=== Ausgangstext ===

Die Entwicklung von Sean Gordon Murphys zeichnerischem Stil zu verfolgen, ist höchst spannend. Seine Frühwerke erinnern zwar in manchen Perspektiven oder Panelanordnungen an seine aktuellen Comics, auch die kantigen Gesichter zeigen sich schon in seinen frühen Comics wie dem mangaesken Off Road (2005) oder Crush (2003, mit Jason Hall als Autor), aber die Detailtiefe und seine markanten ausgearbeiteten Hintergründe, die einen wesentlich Teil der Stimmung evozieren, sind im Frühwerk noch wenig ausgeprägt.
Spätestens seit Joe, the Barbarian (2010–11) mit Grant Morrison als Autor, hat Murphy einen Stil gefunden, der bis heute sein Markenzeichen ist. In Tokyo Ghost machen diese intensiv ausgestalteten Szenen vor allem in den ersten Kapiteln einen großen Teil der Faszinationskraft aus, die von diesem Comic ausgeht.

===

* **Anforderungen**: Halten Sie aus dem Ausgangstext zu Murphys Zeichenstil den Abschnitt wörtlich fest, der mit „Die Entwicklung von“ beginnt und sich bis einschließlich „noch wenig ausgeprägt.“ erstreckt.

=== Bereitgestellte Datensätze ===

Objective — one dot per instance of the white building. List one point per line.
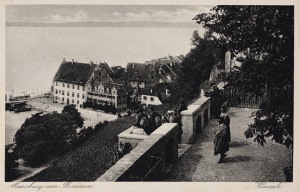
(72, 82)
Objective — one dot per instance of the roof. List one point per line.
(139, 72)
(74, 73)
(148, 91)
(106, 67)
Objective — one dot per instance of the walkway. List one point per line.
(246, 160)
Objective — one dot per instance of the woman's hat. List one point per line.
(223, 109)
(170, 112)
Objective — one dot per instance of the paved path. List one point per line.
(246, 161)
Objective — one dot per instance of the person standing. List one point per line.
(224, 117)
(181, 107)
(155, 119)
(223, 137)
(174, 118)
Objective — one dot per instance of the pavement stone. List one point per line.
(246, 160)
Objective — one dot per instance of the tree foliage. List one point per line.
(196, 66)
(267, 71)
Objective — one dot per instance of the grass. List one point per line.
(91, 159)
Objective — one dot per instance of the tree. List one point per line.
(195, 66)
(267, 72)
(44, 136)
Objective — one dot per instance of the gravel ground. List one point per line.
(246, 161)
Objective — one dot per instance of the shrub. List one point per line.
(91, 159)
(43, 136)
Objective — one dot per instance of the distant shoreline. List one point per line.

===

* **Lösung der Aufgabe**:
Die Entwicklung von Sean Gordon Murphys zeichnerischem Stil zu verfolgen, ist höchst spannend. Seine Frühwerke erinnern zwar in manchen Perspektiven oder Panelanordnungen an seine aktuellen Comics, auch die kantigen Gesichter zeigen sich schon in seinen frühen Comics wie dem mangaesken Off Road (2005) oder Crush (2003, mit Jason Hall als Autor), aber die Detailtiefe und seine markanten ausgearbeiteten Hintergründe, die einen wesentlich Teil der Stimmung evozieren, sind im Frühwerk noch wenig ausgeprägt.